▶ **To be done**
Identify every line in the entries below that contains the word "porch", and copy each one. Case counts.

(Excerpts from a point labeling dataset)
'''

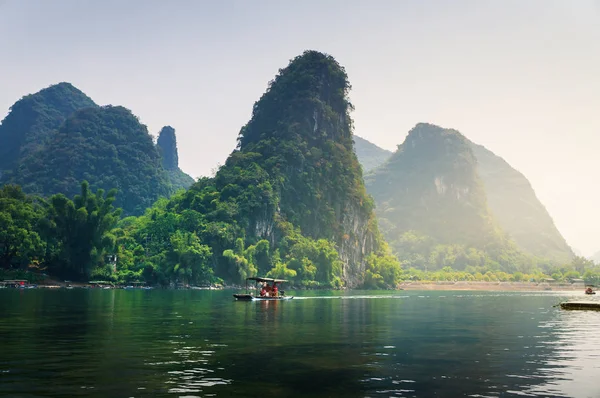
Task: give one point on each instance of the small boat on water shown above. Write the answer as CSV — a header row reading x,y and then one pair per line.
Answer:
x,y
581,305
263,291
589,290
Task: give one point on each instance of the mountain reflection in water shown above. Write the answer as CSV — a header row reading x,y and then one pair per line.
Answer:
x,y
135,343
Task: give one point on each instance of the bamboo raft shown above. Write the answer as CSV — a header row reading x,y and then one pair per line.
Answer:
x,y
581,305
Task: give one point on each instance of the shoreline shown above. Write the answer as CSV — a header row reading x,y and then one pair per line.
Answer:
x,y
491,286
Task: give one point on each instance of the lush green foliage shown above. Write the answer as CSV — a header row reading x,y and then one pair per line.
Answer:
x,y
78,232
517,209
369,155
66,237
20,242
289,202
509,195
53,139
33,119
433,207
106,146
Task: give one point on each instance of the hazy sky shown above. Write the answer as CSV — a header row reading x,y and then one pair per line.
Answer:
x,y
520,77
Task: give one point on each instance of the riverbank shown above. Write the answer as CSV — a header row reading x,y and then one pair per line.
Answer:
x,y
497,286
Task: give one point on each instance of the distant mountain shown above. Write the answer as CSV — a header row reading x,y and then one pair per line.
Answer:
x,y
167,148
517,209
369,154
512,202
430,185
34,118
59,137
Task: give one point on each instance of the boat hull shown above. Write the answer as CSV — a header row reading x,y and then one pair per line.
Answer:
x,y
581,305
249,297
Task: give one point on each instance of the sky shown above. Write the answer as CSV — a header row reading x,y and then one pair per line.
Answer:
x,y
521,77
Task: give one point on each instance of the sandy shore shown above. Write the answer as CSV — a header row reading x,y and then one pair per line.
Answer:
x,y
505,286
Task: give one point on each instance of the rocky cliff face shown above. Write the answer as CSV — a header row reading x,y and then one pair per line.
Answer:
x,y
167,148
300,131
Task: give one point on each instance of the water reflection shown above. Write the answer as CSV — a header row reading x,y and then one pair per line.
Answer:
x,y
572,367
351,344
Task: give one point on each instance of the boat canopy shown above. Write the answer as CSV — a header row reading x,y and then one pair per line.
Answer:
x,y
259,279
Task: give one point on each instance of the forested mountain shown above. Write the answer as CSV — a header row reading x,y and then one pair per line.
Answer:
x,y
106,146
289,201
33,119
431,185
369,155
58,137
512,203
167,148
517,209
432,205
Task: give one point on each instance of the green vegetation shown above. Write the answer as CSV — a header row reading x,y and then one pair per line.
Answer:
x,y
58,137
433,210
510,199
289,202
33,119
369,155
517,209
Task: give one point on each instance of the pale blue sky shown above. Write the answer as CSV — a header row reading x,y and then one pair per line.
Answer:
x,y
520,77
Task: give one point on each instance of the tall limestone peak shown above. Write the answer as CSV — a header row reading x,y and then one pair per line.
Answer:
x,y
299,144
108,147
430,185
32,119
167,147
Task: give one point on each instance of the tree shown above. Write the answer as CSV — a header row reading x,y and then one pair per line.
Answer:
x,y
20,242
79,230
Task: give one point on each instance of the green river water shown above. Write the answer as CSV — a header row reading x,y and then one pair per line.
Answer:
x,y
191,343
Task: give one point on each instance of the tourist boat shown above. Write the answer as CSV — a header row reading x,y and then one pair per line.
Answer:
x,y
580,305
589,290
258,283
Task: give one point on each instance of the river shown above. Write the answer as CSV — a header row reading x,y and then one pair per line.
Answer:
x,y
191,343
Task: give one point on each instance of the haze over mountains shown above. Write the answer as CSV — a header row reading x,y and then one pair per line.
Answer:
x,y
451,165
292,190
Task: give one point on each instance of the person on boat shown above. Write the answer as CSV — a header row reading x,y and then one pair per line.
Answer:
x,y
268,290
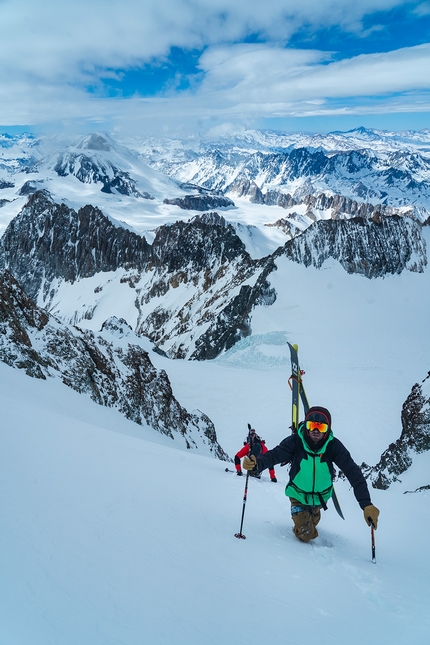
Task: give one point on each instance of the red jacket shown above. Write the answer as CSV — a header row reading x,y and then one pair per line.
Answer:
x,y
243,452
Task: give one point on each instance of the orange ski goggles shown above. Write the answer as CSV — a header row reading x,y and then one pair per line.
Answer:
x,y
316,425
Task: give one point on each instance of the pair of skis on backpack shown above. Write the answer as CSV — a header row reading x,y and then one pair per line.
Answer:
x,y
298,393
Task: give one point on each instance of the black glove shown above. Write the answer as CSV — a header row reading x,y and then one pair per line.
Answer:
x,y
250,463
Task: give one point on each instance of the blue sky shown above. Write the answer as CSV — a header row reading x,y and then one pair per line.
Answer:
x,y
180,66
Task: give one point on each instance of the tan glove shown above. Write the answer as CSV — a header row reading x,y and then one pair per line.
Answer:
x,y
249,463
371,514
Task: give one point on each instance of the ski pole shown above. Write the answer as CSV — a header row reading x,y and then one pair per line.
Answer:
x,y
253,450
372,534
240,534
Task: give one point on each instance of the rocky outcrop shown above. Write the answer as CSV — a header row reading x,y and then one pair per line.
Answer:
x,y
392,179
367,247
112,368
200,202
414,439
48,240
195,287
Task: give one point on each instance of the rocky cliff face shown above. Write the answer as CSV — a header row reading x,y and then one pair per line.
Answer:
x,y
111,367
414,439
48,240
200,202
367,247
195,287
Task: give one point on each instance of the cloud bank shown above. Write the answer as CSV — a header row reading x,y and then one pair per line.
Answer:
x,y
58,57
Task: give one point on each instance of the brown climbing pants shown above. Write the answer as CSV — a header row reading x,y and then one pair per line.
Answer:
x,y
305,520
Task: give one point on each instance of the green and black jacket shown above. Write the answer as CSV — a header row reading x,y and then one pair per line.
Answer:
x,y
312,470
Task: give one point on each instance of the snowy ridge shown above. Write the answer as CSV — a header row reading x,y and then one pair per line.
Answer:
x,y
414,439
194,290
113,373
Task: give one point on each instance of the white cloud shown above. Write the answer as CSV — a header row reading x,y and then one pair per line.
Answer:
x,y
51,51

'''
'''

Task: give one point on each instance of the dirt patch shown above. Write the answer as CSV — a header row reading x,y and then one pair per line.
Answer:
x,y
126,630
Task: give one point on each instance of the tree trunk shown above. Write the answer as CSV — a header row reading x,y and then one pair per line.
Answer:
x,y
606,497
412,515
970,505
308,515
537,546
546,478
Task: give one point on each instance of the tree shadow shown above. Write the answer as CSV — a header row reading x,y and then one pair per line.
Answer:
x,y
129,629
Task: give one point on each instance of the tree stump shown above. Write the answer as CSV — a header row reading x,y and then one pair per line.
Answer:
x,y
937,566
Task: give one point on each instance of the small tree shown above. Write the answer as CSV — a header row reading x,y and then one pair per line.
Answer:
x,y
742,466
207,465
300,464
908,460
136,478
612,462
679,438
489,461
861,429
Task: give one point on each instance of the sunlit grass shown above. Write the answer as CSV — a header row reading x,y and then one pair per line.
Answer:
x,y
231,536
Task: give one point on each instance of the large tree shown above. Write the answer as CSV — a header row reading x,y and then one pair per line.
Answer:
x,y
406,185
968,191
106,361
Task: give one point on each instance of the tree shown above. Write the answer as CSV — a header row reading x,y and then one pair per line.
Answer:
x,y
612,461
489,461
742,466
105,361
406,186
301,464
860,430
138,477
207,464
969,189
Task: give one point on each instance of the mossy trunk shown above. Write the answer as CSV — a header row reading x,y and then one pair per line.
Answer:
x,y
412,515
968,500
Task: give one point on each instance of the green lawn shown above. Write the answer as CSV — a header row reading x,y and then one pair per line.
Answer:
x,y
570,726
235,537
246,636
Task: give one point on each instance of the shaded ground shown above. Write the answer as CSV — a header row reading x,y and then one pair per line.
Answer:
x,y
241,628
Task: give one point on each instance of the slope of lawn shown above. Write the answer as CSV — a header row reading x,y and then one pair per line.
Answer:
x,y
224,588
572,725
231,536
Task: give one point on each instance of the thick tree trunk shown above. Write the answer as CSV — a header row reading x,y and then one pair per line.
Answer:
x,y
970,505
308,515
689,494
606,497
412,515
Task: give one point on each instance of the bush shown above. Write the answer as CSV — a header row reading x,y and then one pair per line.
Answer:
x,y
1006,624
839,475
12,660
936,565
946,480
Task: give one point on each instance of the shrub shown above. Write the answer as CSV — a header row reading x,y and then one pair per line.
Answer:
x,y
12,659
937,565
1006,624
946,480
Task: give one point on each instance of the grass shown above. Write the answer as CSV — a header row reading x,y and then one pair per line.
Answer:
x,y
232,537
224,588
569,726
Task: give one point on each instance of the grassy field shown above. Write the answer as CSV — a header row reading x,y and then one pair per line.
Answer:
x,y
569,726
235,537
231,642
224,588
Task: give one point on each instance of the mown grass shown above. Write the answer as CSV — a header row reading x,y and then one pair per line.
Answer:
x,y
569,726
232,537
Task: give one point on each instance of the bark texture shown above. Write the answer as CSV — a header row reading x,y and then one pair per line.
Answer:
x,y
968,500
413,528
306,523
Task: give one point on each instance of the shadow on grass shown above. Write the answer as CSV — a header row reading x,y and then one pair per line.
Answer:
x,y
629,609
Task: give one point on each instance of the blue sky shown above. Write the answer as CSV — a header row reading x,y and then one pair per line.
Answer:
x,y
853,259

'''
'''

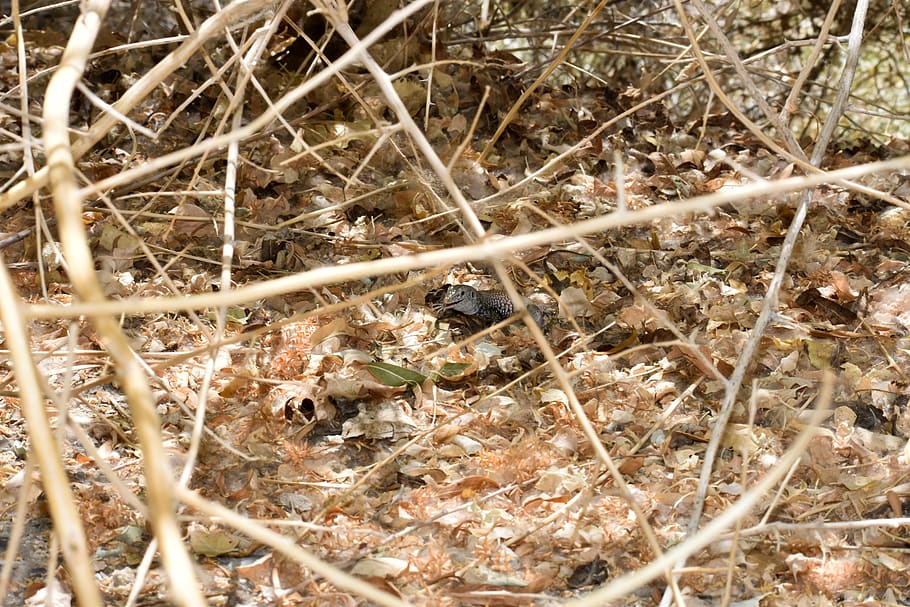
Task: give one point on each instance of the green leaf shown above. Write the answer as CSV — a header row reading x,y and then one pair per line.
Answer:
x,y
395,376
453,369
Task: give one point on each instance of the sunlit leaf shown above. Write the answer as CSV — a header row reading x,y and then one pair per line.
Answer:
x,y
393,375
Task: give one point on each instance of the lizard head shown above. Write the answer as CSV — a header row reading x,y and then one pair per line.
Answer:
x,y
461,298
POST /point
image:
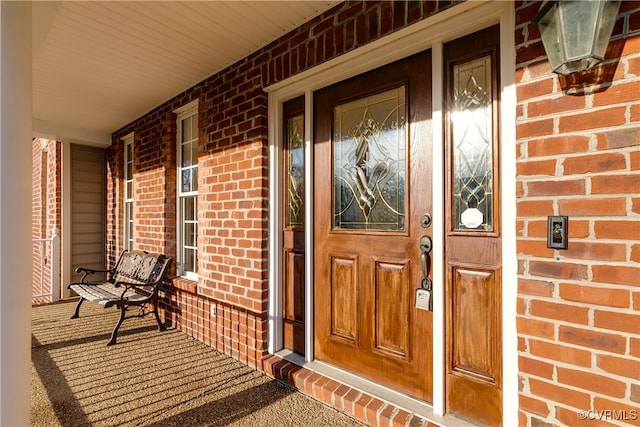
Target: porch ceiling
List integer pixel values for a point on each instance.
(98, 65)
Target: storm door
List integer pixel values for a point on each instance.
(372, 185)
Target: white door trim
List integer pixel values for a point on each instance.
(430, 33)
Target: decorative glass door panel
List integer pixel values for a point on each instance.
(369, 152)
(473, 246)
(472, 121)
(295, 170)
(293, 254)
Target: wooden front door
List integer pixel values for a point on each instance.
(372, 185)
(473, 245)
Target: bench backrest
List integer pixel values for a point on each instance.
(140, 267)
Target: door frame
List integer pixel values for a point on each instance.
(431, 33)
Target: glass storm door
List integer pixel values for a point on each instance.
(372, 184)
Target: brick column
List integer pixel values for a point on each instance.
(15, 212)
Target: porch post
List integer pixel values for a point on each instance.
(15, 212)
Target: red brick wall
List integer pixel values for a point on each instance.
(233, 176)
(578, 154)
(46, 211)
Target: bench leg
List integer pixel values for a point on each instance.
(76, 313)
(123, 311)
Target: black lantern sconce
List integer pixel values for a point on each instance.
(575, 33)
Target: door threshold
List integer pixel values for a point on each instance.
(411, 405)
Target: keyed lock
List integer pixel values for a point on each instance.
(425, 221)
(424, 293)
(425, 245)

'''

▶ **Correct result**
Target: porch ceiling
Target: porch post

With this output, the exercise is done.